DIRECTIONS:
Give the data again in full, exactly as written below.

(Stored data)
+ + +

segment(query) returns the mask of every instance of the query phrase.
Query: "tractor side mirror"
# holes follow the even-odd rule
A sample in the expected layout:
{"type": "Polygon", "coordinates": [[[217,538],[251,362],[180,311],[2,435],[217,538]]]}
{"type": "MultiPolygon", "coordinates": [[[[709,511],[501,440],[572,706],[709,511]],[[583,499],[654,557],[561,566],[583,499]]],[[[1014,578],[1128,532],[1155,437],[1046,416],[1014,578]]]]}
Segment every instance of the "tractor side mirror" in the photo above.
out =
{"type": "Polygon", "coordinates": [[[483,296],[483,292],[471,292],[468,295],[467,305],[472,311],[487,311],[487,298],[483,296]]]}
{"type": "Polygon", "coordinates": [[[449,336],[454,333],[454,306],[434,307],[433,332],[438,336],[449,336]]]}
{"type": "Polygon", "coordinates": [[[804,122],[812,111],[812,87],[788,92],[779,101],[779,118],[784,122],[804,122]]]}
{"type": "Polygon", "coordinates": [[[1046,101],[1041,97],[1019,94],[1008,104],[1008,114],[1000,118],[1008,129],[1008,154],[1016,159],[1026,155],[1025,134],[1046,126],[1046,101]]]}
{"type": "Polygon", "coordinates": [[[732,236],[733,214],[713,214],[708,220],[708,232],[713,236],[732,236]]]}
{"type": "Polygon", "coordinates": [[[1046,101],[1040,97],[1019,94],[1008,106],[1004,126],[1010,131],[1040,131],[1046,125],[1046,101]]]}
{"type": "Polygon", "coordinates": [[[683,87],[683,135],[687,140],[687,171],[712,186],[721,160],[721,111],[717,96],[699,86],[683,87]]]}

+ + +

EXERCISE SOLUTION:
segment(query) returns the mask of every instance of the query phrase.
Query: "tractor side mirror"
# holes follow the even-odd rule
A sample in the expected layout:
{"type": "Polygon", "coordinates": [[[217,538],[251,362],[180,311],[2,435],[217,538]]]}
{"type": "MultiPolygon", "coordinates": [[[[709,511],[501,440],[572,706],[709,511]],[[583,499],[654,557],[561,566],[583,499]]],[[[1014,578],[1128,532],[1155,437],[1046,416],[1014,578]]]]}
Segment every instance of the "tractor side mirror" in the photo above.
out =
{"type": "Polygon", "coordinates": [[[483,296],[483,292],[471,292],[468,295],[467,305],[472,311],[487,311],[487,298],[483,296]]]}
{"type": "Polygon", "coordinates": [[[449,336],[454,333],[454,306],[434,307],[433,332],[438,336],[449,336]]]}
{"type": "Polygon", "coordinates": [[[804,122],[812,111],[812,87],[788,92],[779,101],[779,118],[784,122],[804,122]]]}
{"type": "Polygon", "coordinates": [[[1046,101],[1041,97],[1019,94],[1008,104],[1008,114],[1000,118],[1008,129],[1008,154],[1016,159],[1026,155],[1025,134],[1046,126],[1046,101]]]}
{"type": "Polygon", "coordinates": [[[732,236],[733,214],[713,214],[708,220],[708,232],[713,236],[732,236]]]}
{"type": "Polygon", "coordinates": [[[1046,101],[1040,97],[1019,94],[1008,106],[1004,126],[1010,131],[1040,131],[1046,125],[1046,101]]]}
{"type": "Polygon", "coordinates": [[[683,87],[683,135],[687,140],[687,171],[712,186],[721,160],[721,111],[717,96],[699,86],[683,87]]]}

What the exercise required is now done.